• [WHAT TO PRODUCE] In the passage on the market sell-off, how much did South Korea's Kospi Index fall?

• [EXTRACT TO READ]
——————————

Recent trading shows that the chip industry has been hit hard, with AMD shares plunging 17% and Palantir dropping 12%. Meanwhile, Alphabet announced that its capital expenditures this year will double, more than 50% above analysts' estimates. This aggressive spending plan sparked concerns about Alphabet’s return prospects, causing its share price to fall sharply before the open. Although losses later narrowed, the stock remained in the red.


This sell-off is highly contagious, sweeping through Asian markets overnight. Affected by the plunge in Wall Street chip stocks, South Korea’s Kospi Index fell nearly 4%. Meanwhile, the volatility is not limited to equities: Bitcoin fell below $70,000 for the first time since the 2024 U.S. election, down more than 40% from the peak in October last year; the precious metals market was also turbulent, with silver prices plummeting as much as 17% and intraday losses holding around 10%.
Market sentiment is undergoing a profound shift, as investors no longer see AI development as a universally positive factor but are starting to assess the threats it poses to existing business models. This change has wiped nearly $1 trillion from the software sector’s market value in just one week. As panic intensifies, a negative feedback loop of selling triggering more selling is forming, and market focus has now turned to Amazon's upcoming earnings report and policy decisions from the European Central Bank and the Bank of England.
AI Narrative Reversal and Tech Stock Rotation
This week’s market action paints a grim picture: investor sentiment toward AI has shifted from unconditional optimism to caution. The potential threat AI poses to existing businesses has directly hit software stocks, and this anxiety has spread to the hardware manufacturing sector.

——————————

• [RECORDS PROVIDED]
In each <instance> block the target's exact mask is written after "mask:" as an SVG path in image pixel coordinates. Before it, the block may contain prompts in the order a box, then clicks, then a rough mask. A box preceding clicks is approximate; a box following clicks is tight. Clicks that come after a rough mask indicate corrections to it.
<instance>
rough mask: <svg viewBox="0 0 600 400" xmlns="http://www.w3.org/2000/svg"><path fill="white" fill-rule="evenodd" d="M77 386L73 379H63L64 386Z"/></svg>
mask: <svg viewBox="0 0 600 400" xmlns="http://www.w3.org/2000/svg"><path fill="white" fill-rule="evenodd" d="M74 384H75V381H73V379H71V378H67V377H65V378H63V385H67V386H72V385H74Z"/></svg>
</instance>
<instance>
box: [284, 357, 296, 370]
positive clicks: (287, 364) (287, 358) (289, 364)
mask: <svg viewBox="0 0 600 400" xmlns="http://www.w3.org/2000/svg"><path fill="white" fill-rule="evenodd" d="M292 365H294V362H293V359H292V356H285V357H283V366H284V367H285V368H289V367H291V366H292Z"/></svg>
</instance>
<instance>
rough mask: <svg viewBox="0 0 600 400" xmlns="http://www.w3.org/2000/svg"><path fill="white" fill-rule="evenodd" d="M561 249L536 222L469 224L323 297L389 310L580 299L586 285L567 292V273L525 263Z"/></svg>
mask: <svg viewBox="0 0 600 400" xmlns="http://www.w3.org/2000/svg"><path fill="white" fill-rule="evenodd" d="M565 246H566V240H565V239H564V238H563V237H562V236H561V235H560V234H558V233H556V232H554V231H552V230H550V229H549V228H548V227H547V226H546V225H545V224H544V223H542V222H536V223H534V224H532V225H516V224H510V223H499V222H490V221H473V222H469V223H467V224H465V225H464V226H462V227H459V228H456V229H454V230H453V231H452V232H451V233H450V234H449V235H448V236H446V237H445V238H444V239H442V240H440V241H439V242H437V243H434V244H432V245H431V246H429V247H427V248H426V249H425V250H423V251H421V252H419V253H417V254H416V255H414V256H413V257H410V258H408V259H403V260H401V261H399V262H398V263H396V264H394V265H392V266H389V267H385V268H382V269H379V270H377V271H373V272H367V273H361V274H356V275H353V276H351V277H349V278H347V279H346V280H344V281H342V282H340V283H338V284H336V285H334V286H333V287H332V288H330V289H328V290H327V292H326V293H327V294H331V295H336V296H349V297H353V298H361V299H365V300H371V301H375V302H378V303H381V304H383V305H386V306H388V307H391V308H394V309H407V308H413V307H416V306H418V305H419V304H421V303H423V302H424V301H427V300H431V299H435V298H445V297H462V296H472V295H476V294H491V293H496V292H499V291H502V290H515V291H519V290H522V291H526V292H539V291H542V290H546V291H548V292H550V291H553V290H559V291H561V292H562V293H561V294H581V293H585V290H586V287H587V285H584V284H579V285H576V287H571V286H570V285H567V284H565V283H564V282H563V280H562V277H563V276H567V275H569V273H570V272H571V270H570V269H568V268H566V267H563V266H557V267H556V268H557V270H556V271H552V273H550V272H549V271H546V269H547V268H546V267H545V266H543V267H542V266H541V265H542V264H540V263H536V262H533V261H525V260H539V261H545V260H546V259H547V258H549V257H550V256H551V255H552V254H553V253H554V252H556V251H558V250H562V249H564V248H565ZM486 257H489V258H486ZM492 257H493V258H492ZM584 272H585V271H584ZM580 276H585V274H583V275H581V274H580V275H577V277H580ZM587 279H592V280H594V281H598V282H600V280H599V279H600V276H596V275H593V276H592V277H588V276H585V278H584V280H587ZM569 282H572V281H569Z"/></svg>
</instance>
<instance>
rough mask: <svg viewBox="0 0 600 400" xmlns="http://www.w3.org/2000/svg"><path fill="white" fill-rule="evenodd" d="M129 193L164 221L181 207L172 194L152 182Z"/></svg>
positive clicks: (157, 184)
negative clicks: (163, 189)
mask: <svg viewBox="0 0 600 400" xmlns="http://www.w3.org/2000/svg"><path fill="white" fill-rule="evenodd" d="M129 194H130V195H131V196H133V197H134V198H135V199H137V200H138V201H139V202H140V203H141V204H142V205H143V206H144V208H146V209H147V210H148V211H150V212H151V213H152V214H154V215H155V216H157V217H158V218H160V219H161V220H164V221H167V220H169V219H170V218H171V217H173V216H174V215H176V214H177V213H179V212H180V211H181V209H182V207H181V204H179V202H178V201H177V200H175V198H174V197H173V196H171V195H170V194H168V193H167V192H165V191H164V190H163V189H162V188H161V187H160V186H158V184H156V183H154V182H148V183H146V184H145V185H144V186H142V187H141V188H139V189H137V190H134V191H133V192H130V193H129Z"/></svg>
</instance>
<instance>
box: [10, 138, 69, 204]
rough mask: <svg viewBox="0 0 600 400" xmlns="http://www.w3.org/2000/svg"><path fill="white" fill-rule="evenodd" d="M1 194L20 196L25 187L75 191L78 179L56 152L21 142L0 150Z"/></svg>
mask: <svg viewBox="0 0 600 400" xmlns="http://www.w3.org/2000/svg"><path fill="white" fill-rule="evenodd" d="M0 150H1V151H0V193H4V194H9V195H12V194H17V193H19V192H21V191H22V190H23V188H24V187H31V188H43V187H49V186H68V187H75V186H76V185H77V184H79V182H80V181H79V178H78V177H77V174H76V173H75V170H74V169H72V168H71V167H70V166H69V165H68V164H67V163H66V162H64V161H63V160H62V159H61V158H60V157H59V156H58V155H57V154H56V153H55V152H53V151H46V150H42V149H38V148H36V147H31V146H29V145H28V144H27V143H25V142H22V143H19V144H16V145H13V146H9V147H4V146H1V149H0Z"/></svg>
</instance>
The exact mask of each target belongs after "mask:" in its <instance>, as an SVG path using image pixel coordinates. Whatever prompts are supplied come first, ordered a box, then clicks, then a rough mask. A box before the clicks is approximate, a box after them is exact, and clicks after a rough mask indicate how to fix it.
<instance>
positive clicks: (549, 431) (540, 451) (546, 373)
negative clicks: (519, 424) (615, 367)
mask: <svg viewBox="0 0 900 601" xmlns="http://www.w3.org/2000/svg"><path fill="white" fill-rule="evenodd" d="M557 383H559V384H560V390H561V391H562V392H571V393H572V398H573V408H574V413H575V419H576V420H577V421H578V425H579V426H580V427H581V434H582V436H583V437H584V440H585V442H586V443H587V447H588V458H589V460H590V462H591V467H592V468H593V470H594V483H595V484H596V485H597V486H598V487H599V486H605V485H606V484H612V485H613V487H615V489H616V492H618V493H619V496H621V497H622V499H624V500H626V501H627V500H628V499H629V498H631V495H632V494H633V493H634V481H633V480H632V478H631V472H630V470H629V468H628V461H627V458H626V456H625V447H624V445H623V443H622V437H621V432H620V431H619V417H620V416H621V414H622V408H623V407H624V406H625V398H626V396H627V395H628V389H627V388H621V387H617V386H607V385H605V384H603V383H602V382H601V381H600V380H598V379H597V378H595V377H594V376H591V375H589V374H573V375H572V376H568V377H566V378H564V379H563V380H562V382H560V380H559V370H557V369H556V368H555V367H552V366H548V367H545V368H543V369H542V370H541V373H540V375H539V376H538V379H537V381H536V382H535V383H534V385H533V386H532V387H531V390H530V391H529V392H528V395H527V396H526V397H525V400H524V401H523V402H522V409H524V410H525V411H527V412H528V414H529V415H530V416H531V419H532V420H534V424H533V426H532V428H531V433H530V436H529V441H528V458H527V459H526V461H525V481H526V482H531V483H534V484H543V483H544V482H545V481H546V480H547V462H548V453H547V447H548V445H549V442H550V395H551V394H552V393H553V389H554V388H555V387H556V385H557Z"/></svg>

——————————

• [EXERCISE ANSWER] Nearly 4%